### Provided entries

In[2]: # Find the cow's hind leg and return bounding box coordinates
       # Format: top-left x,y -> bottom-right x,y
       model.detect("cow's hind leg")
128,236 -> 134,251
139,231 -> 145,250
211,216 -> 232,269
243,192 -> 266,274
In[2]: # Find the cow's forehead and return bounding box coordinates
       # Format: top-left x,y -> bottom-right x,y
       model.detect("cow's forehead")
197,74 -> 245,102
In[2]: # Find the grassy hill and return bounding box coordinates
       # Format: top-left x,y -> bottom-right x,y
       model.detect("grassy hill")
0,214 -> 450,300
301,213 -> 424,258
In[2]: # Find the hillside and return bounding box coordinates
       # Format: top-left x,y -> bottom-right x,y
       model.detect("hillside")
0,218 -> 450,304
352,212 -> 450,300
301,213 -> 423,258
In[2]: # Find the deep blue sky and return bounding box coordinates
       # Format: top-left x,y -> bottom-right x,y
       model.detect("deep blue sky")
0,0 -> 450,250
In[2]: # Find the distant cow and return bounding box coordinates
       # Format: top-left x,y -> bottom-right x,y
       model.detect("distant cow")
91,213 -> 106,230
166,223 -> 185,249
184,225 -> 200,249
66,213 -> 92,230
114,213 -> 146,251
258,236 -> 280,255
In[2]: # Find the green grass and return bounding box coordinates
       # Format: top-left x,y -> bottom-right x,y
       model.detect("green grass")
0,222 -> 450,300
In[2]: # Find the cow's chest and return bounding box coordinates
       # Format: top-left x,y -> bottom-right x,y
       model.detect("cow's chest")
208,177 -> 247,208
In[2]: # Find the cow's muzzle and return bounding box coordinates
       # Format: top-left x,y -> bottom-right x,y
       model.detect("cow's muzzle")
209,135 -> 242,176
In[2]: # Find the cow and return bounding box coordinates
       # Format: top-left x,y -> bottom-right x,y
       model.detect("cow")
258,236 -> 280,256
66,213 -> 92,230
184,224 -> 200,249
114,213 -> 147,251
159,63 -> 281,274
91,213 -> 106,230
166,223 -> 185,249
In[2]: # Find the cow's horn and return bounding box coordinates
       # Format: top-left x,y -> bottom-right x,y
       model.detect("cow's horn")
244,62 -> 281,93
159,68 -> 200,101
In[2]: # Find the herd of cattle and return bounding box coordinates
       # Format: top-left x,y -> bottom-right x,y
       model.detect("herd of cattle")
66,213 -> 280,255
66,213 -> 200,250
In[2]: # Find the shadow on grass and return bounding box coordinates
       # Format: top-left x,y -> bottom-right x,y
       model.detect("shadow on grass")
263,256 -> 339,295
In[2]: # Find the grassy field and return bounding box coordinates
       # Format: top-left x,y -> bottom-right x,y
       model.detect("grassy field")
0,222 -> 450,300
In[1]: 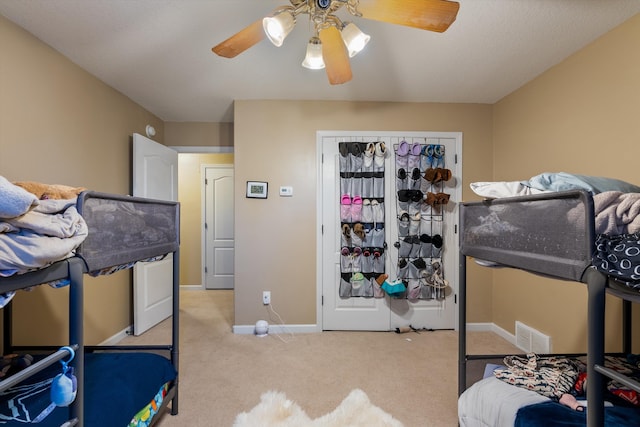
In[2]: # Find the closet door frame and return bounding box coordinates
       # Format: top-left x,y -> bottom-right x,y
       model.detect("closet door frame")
316,131 -> 463,332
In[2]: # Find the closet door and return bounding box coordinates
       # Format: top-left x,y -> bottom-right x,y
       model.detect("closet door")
321,136 -> 390,331
318,132 -> 462,331
133,133 -> 178,336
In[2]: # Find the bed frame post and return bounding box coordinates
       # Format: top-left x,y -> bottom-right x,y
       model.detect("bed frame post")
171,250 -> 180,415
585,267 -> 607,427
67,258 -> 84,426
458,254 -> 467,396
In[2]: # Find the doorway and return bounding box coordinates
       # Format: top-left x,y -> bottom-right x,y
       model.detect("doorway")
171,146 -> 234,289
202,165 -> 235,289
317,132 -> 462,331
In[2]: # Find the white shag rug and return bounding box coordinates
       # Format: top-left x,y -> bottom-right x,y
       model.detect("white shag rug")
233,389 -> 403,427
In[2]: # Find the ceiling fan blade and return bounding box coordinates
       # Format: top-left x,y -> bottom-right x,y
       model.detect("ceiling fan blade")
211,18 -> 265,58
319,27 -> 352,85
358,0 -> 460,33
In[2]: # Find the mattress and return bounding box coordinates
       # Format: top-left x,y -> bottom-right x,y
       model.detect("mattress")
460,191 -> 595,281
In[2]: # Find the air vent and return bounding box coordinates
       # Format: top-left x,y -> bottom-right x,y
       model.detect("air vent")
516,321 -> 551,354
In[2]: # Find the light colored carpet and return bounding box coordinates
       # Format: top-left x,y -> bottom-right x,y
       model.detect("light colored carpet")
233,389 -> 403,427
123,290 -> 519,427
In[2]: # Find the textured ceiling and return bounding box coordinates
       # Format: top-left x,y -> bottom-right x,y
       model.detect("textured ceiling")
0,0 -> 640,122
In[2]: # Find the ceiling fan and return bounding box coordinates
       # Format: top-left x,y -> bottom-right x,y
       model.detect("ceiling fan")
211,0 -> 460,85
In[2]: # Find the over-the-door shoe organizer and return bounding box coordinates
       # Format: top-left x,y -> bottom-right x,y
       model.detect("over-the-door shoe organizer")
338,142 -> 387,298
393,140 -> 451,300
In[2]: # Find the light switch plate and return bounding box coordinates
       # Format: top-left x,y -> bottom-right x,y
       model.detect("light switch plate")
280,186 -> 293,197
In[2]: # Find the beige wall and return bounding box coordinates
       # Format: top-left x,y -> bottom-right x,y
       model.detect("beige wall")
178,152 -> 233,286
234,101 -> 492,325
164,122 -> 233,147
0,16 -> 164,345
492,15 -> 640,352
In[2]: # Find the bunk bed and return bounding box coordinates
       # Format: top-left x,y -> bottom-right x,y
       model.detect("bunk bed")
0,191 -> 179,427
458,185 -> 640,427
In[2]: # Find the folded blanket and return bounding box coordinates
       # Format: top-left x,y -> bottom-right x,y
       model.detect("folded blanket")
0,200 -> 88,276
470,172 -> 640,199
593,191 -> 640,234
0,175 -> 38,219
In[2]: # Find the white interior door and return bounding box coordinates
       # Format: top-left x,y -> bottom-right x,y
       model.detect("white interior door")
133,133 -> 178,335
318,132 -> 462,330
204,166 -> 235,289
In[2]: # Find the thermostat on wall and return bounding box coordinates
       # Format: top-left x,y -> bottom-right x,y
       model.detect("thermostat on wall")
280,187 -> 293,197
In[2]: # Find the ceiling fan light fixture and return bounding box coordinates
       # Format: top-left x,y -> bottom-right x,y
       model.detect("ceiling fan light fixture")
302,37 -> 324,70
341,22 -> 371,58
262,10 -> 296,47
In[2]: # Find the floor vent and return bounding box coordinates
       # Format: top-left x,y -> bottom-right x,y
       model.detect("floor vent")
516,321 -> 551,354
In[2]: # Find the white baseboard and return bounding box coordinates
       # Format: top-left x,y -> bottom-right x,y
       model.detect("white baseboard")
233,325 -> 322,335
98,325 -> 133,345
467,323 -> 516,345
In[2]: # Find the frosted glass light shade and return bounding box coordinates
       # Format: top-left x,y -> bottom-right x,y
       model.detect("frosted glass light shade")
342,22 -> 371,58
262,10 -> 296,47
302,37 -> 324,70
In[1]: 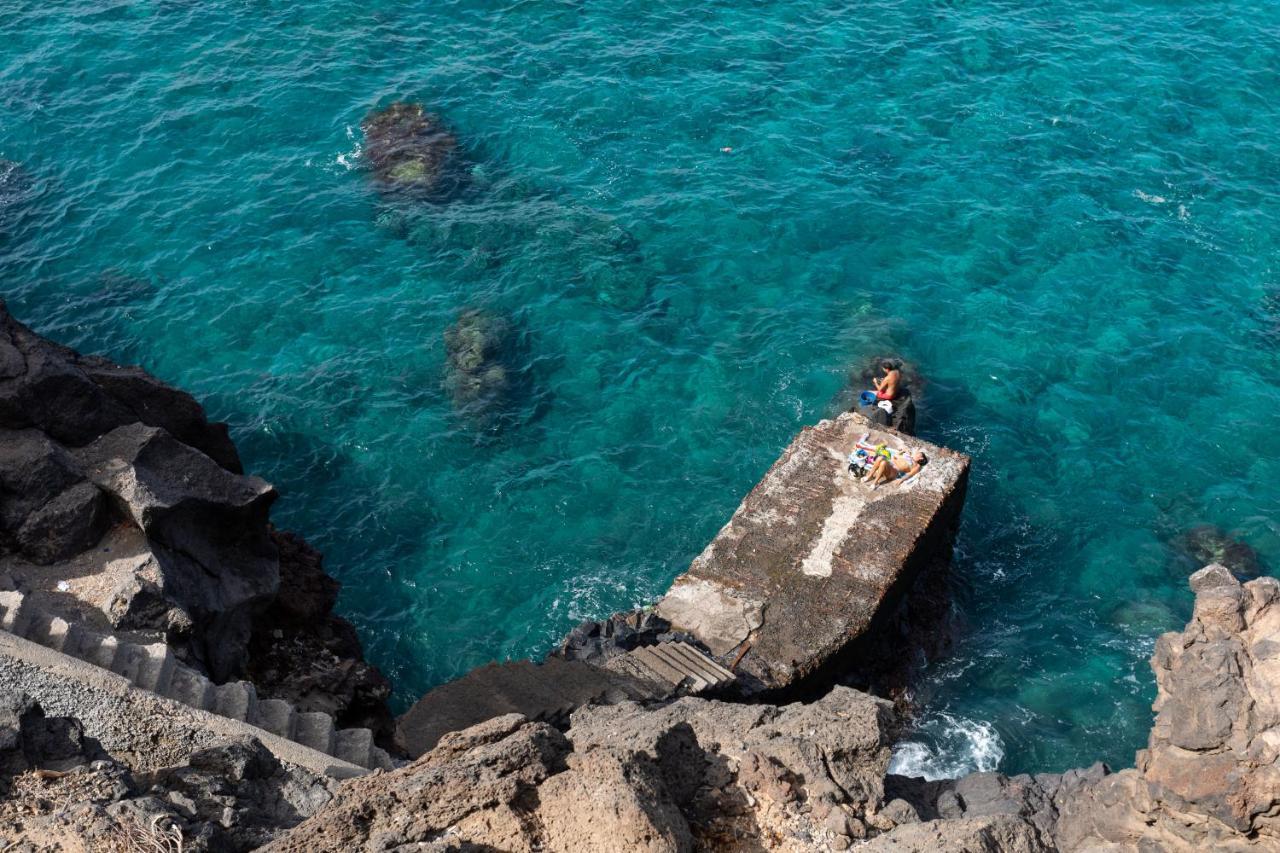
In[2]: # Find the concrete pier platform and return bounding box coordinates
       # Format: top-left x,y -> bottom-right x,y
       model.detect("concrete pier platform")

######

## The problem
Rewrite the lines starting at the first one and ending at the line containing "301,213 -> 424,258", with "forehead" changed to "brow" and everything else left unchanged.

## Solution to this task
In[2]: # Find the cow's hind leg and return bounding box coordinates
       # Format: top-left x,y -> bottom-right x,y
       model.detect("cow's hind leg")
128,236 -> 134,251
139,231 -> 145,250
211,216 -> 232,269
243,192 -> 266,274
In[2]: # Find the cow's brow and return bounding box coordinates
       # Format: top-left x,y -> bottom-right x,y
       model.detect("cow's brow")
197,74 -> 245,102
In[2]: # Find the grassy hill and return bounding box coordinates
       # Format: top-left x,y -> bottom-right x,y
       model.detect("grassy hill")
0,214 -> 450,300
301,213 -> 424,258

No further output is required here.